RECORDED INFORMATION →
- - - - - - -

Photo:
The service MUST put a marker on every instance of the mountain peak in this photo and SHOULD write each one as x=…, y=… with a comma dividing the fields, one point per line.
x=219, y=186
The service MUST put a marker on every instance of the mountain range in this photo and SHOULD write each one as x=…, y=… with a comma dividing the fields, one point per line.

- - - - - - -

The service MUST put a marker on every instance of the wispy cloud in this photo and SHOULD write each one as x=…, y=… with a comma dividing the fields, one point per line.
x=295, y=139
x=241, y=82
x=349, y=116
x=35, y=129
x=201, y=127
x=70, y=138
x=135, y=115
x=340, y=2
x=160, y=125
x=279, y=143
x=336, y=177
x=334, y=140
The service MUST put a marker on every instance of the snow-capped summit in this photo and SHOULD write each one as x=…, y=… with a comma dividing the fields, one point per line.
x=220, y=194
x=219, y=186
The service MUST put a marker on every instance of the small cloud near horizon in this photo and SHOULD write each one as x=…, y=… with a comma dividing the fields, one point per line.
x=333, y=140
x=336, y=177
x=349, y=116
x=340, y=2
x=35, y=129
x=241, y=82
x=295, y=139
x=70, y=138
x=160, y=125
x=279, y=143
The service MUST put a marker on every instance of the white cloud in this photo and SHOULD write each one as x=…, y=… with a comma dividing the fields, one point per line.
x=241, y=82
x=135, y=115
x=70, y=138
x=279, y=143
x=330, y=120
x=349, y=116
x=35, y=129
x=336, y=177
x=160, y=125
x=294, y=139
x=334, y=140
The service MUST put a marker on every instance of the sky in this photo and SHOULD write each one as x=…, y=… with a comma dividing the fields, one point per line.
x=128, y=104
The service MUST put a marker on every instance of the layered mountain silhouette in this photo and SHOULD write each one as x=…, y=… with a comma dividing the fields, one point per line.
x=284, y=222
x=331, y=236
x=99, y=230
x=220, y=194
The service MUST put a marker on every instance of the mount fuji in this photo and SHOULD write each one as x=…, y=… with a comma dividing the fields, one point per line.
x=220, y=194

- - - - - - -

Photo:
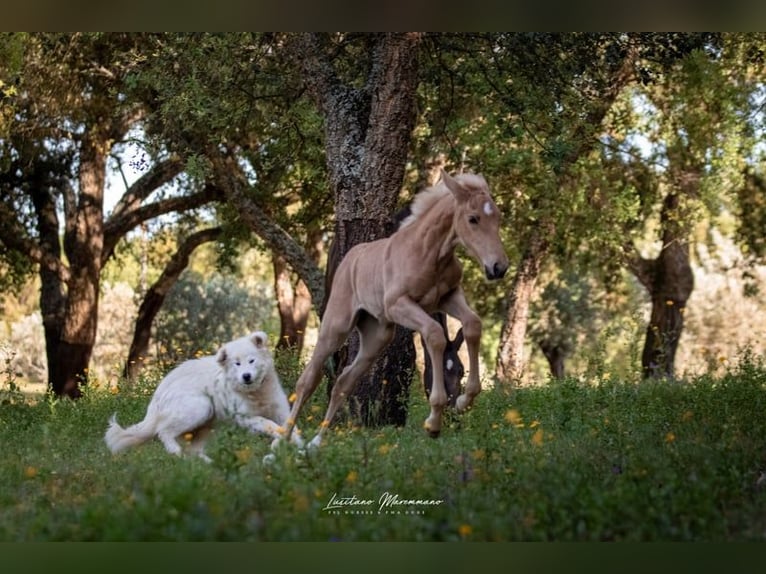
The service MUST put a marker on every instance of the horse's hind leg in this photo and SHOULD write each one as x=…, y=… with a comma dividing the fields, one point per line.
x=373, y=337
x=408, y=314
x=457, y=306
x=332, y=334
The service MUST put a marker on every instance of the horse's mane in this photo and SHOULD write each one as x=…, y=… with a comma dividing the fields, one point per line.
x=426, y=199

- - - - - - -

Starting at the line of the listing that contains "the horse's mane" and ending with the line that contains "x=426, y=199", write those lines out again, renaming "mane" as "forelock" and changing nothing else.

FULL ANSWER →
The service MUST put a marker on every instance of the horse's forelock in this photo and SHOULD write each one as x=…, y=… with a comma dividing the fields, one point per line.
x=426, y=199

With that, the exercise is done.